The very long, derived glands of C. rhombeatus do not appear to be linked to the evolution of new toxin types either with the dominant toxin types being CRISP, kallikrein, Type IIA PLA₂, and SVMP/ADAM (including RGD disintegrins). Within Atractaspis the venom differences between long and short glanded species is unclear. It is also unknown whether the long glands of some Calliophis species are linked to significant changes in venom composition.

The early recruitment of a LYNX/SLUR-like gene to form the 3FTx toxin multigene family was one of the most significant developments in snake venom evolution, priming the Caenophidia for extensive diversification. Indeed, venoms from non-front-fanged species have been shown to be just as toxic as well characterized extremely potent elapid venoms (40). A unique nuance of this potent and fast acting toxin type is that, unlike most other toxins, the lethality is almost the same whether injected subcutaneously, intramuscularly, or even intravenously (19), and therefore delivery just under the skin is as efficient as straight into the bloodstream. The highest expression levels of this toxin type in the non-front-fanged snake families are in the gracile, fast moving forms that have only slightly or moderately enlarged rear maxillary teeth and predate upon fast moving, soft, thin skinned, non-dangerous prey items such as geckos and frogs (14). In contrast, the long fanged D. typus is an arboreal snake that includes birds as a major prey item, and the venom is rich in forms of the SVMP/ADAM toxins that are potently prothrombin-activating. The fish-eating aquatic homalopsid snakes, which also have large maxillary dentition, favor hemotoxic lectin toxins as well as ADAM toxins. The elapid snakes, which puncture tough reptile skin with their short, strong hollow front fangs, also typically express 3FTx transcripts as the dominant mRNA species. However, they favor the derived forms that lack the second and third ancestral cysteines.

> [REQUIRED TASKS]
1. Reproduce word for word the part of the snake venom passage starting with "The very long, derived" and going on through "in venom composition.".
2. Pick up the snake venom evolution passage after its final sentence and keep writing it.

> [GIVEN DATA]

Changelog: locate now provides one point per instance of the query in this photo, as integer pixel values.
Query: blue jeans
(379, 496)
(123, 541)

> [PER-TASK OUTPUTS]
1.
The very long, derived glands of C. rhombeatus do not appear to be linked to the evolution of new toxin types either with the dominant toxin types being CRISP, kallikrein, Type IIA PLA₂, and SVMP/ADAM (including RGD disintegrins). Within Atractaspis the venom differences between long and short glanded species is unclear. It is also unknown whether the long glands of some Calliophis species are linked to significant changes in venom composition.

2.
Within the elapids additional toxin types were evolved later on but also with tremendous impact, such as factor X at the base of the Australian elapid clade and factor V in the common ancestor of Pseudonaja/Oxyuranus. The recruitment of factor X and factor V in the Australian clade of elapids would have also tremendously aided prey capture with only a small amount of these very active enzymes needed to cause severe disruption of blood chemistry. However, the activity of factor X toxins is rate-limited by the requirement for cofactors, particularly the essential need to form a 1:1 complex with factor V (47). Thus, the recruitment of factor V into the venom of the Oxyuranus/Pseudonaja clade resulted in a virtually complete, perfect toxin complex, greatly increasing the relative toxicity of the venoms and thus significantly aiding in the prey capturing ability. Subsequent to the recruitment of factor V, the Oxyuranus/Pseudonaja common ancestor split into two very different forms despite the two genera remaining very closely genetically related.

The Oxyuranus species are very large snakes with extremely long fangs and high venom yields. Unlike most Australian snakes, which often feed on reptiles, these snakes feed exclusively on mammalian prey including large rats and bandicoots, dangerous prey items capable of an adept defense potentially causing serious injury to the snake predators. The snakes successfully feed on such dangerous prey by minimizing prey contact time through the use of a snap-release form of striking along with a tendency for multiple strikes, thus overwhelming the prey items with copious amounts of the extraordinarily potent venom delivered deep into the tissues several times. A limitation of this form of prey capture is that the snakes need to be very warm to successfully use this energetically costly form of prey capture. Consequently their habitat is limited only to the tropical north of Australia and in New Guinea (Oxyuranus scutellatus) and the baking heat of the channel country in the Australian outback (O. microlepidotus).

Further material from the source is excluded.